WRITTEN INSTRUCTION:
Copy word for word the lines of the records below, from the line containing "Question. Indicate the player's raised" through the line containing "Target: falling player in yellow", with both of those lines included.

EXERCISE MATERIALS:
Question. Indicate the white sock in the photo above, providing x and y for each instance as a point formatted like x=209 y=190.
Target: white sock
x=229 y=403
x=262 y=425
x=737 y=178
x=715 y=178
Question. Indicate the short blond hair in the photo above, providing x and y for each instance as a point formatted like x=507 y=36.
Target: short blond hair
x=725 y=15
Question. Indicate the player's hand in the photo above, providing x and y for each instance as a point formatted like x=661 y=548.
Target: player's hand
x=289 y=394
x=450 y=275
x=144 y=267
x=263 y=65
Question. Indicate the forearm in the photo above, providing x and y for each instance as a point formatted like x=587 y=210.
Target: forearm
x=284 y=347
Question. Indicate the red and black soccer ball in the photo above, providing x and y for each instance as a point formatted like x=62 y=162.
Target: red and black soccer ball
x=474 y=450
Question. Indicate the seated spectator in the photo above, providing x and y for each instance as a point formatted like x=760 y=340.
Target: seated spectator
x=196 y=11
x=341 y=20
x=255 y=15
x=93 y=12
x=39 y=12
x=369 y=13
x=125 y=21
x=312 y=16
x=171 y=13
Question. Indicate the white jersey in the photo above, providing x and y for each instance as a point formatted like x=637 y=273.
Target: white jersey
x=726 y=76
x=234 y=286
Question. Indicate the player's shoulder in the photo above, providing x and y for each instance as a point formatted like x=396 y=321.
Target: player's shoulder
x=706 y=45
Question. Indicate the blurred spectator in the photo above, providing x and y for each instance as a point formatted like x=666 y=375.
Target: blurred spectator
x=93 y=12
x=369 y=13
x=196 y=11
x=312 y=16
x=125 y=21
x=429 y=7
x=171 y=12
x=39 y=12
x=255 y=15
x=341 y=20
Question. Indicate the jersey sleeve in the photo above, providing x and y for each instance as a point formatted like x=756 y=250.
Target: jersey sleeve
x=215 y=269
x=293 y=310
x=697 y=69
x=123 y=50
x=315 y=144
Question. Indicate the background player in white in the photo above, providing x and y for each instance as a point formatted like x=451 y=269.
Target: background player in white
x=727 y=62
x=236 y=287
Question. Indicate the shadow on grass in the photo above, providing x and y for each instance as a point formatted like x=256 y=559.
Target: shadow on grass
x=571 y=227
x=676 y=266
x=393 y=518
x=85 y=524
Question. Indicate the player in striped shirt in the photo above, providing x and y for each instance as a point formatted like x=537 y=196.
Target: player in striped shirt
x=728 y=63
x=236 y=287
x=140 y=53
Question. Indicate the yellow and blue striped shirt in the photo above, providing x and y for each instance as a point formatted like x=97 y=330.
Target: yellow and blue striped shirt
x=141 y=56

==

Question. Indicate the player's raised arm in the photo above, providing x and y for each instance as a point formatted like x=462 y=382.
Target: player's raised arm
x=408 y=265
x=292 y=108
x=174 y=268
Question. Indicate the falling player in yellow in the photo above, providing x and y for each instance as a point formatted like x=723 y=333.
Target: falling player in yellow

COMPLETE ANSWER:
Question. Indicate the player's raised arm in the photo above, providing x and y for each instance as a point formatted like x=462 y=382.
Target: player's raised arm
x=408 y=265
x=292 y=108
x=174 y=268
Question. Indicate the falling player in yellow in the photo above, providing x and y for each instance as a point formatted like x=723 y=333.
Target: falling player in yellow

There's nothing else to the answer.